| READING TEXT |
Category Archives: curriculum
This week at #gtchat we looked at hybrid learning, how it differs from blended learning and the benefits for GT students. Blended learning has traditionally been championed in the K12 learning environment balancing in class, face to face learning with online learning within a particular class. Hybrid learning, a more nuanced form of blended learning, was previously developed and used in collegiate settings. Hybrid learning is multi-faceted. It combines traditional classroom experiences with online classes and experiential learning in a refined way to meet the individual needs of students. Hybrid learning is tantamount to every gifted advocate’s dream of what educating a GT student should look like … individualized programs that address very specific needs while providing all learners an appropriate education.
How can hybrid learning address educational needs in the era of #COVID19? It has become apparent that ‘going’ to school will look a whole lot different in the upcoming school year, regardless of where you live, than in previous years. And, this change may well be in place for some time. Lessons learned at the university level can serve the K12 community well … individualized response to students needs with varying degrees of face to face time, learning through experience as well as distance learning. Hybrid learning will need to evolve; to become more flexible and all stakeholders will need respond will equal flexibility. The foe is no longer an entity or person … the school board, the classroom teacher, the parent … but a virus.

| RECORDS |
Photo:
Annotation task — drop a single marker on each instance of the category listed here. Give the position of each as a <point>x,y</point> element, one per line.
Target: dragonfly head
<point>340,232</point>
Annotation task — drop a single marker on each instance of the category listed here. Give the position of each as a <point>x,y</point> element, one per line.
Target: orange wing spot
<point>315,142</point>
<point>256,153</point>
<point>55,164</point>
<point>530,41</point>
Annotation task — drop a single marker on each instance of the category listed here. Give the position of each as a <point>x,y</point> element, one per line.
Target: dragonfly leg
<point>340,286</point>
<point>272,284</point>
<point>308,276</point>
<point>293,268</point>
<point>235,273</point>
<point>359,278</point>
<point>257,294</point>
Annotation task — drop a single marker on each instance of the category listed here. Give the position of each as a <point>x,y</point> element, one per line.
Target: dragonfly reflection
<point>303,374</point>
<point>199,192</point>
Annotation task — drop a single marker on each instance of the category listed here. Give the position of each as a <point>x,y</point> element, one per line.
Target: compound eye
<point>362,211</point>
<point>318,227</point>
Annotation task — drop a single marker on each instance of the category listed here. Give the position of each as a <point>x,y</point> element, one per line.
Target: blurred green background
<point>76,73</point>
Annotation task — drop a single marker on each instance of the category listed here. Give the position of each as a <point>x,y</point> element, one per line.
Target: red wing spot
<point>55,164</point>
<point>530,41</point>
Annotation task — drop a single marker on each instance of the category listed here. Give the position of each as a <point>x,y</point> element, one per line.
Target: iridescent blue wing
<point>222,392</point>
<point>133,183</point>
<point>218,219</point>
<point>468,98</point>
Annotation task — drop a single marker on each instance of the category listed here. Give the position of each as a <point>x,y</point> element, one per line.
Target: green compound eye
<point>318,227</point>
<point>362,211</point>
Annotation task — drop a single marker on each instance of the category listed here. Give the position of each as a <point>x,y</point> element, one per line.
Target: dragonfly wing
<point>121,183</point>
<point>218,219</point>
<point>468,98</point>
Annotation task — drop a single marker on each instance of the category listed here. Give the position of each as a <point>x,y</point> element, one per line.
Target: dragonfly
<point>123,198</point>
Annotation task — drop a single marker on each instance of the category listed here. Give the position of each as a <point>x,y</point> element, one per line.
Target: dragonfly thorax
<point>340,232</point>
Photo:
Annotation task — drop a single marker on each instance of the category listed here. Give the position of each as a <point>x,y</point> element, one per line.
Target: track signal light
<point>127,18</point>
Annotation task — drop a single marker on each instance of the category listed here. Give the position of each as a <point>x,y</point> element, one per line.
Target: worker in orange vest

| ASSIGNMENT 1 |
Quote the hybrid learning text exactly, between "How can hybrid" and "but a virus.", inclusive.
| ASSIGNMENT 2 |
Extend the post on hybrid learning for gifted students, picking up after its final sentence.

| ANSWER 1 |
How can hybrid learning address educational needs in the era of #COVID19? It has become apparent that ‘going’ to school will look a whole lot different in the upcoming school year, regardless of where you live, than in previous years. And, this change may well be in place for some time. Lessons learned at the university level can serve the K12 community well … individualized response to students needs with varying degrees of face to face time, learning through experience as well as distance learning. Hybrid learning will need to evolve; to become more flexible and all stakeholders will need respond will equal flexibility. The foe is no longer an entity or person … the school board, the classroom teacher, the parent … but a virus.

| ANSWER 2 |
What facets of hybrid learning are best for f2f & which are best for online options? Face to face interaction is best served in traditional classrooms which foster socialization, discussing expectations and responsibilities, demonstrating skills and providing feedback. Face to face interaction is also a plus for experiential learning such as job shadowing, mentoring, internships, and research projects. Online learning can enhance group work through collaboration with intellectual peers, provide opportunity for reflection and critical analysis as well as for self-paced learning and self-assessment. It is an excellent way to serve the needs of rural learners by providing access to high quality instruction and resources not readily available to this population of students.
Assessments of hybrid learning must be grounded in best practices and reflect the individual needs of the learner. Daily interactions can reinforce positive behaviors and help shape both content and course objectives. Assessments may be summative such as projects or portfolios. They can be formative such as discussions (in class and online) or traditional homework assignments when attendance is unpredictable. By using assessment tools to gather data, the resulting analytics provide information about how well students are retaining what they learn and when mastery occurs in all aspects of hybrid learning.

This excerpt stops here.